◆ DATASET ROWS:
************

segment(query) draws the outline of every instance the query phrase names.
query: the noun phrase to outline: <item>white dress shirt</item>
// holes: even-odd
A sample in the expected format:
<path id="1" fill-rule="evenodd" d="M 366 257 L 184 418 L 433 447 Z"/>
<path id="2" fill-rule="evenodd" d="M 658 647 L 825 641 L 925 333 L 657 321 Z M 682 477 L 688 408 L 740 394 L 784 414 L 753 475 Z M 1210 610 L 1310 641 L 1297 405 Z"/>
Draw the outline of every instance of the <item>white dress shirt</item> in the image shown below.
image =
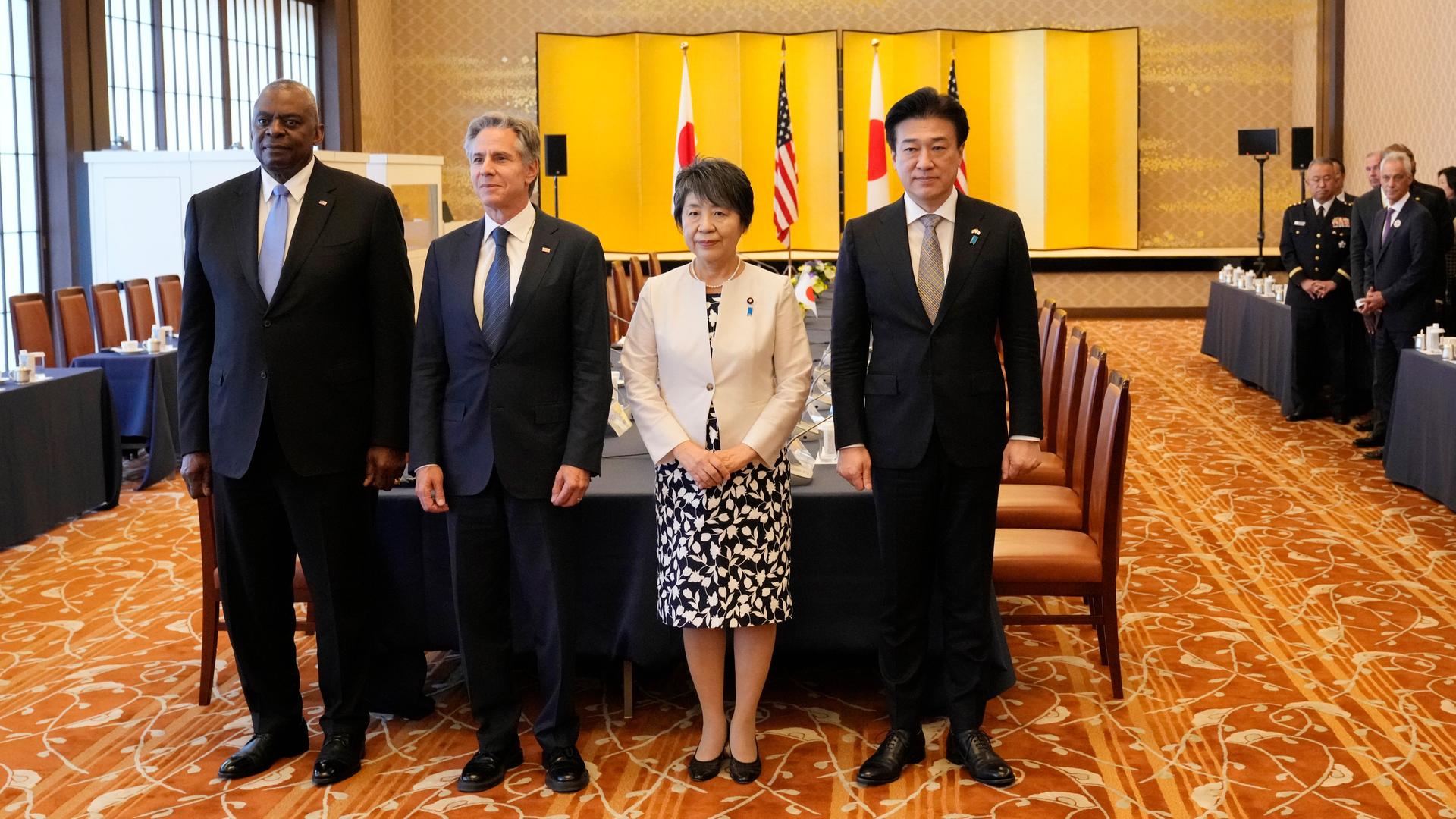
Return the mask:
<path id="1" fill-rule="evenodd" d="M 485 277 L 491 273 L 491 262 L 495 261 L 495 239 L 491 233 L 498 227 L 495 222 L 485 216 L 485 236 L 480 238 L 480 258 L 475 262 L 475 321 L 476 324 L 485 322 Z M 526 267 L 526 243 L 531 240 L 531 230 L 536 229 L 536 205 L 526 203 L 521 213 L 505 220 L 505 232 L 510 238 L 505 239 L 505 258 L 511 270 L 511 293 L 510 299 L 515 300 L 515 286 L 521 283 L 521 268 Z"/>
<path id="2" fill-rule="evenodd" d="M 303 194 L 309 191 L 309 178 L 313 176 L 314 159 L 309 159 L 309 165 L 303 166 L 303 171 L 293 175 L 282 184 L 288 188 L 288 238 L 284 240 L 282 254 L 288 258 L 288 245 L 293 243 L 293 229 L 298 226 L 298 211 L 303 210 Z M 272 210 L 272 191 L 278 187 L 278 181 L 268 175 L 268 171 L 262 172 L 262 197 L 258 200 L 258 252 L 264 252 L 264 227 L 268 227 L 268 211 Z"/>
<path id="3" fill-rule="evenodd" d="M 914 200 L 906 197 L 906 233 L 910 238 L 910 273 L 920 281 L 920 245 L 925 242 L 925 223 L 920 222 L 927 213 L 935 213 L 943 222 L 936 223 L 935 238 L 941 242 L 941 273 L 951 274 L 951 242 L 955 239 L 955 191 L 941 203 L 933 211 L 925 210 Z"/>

************

◆ AIM:
Render the rows from the first one through the one containing "366 257 L 184", both included, as a Markdown table with the columns Number and Row text, skipping any blank lines.

◆ ANSWER BELOW:
| Number | Row text |
|---|---|
| 1 | segment(query) draws the outline of every instance the query phrase names. |
| 2 | query: the noun phrase to outline: <item>white dress shirt</item> |
| 3 | // holes: even-odd |
| 4 | A sample in the expected format: |
| 5 | <path id="1" fill-rule="evenodd" d="M 366 257 L 184 418 L 433 447 Z"/> |